* SUPPLIED RECORDS
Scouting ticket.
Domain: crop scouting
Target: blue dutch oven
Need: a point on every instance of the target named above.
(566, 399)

* TASK OBJECTIVE
Convert the rows above into a JSON list of strings, one string per line, with blank lines omitted.

* RESPONSE
[
  "Scouting ticket.",
  "Domain: crop scouting",
  "Target: blue dutch oven",
  "Need: a point on every instance of the target named above.",
  "(566, 399)"
]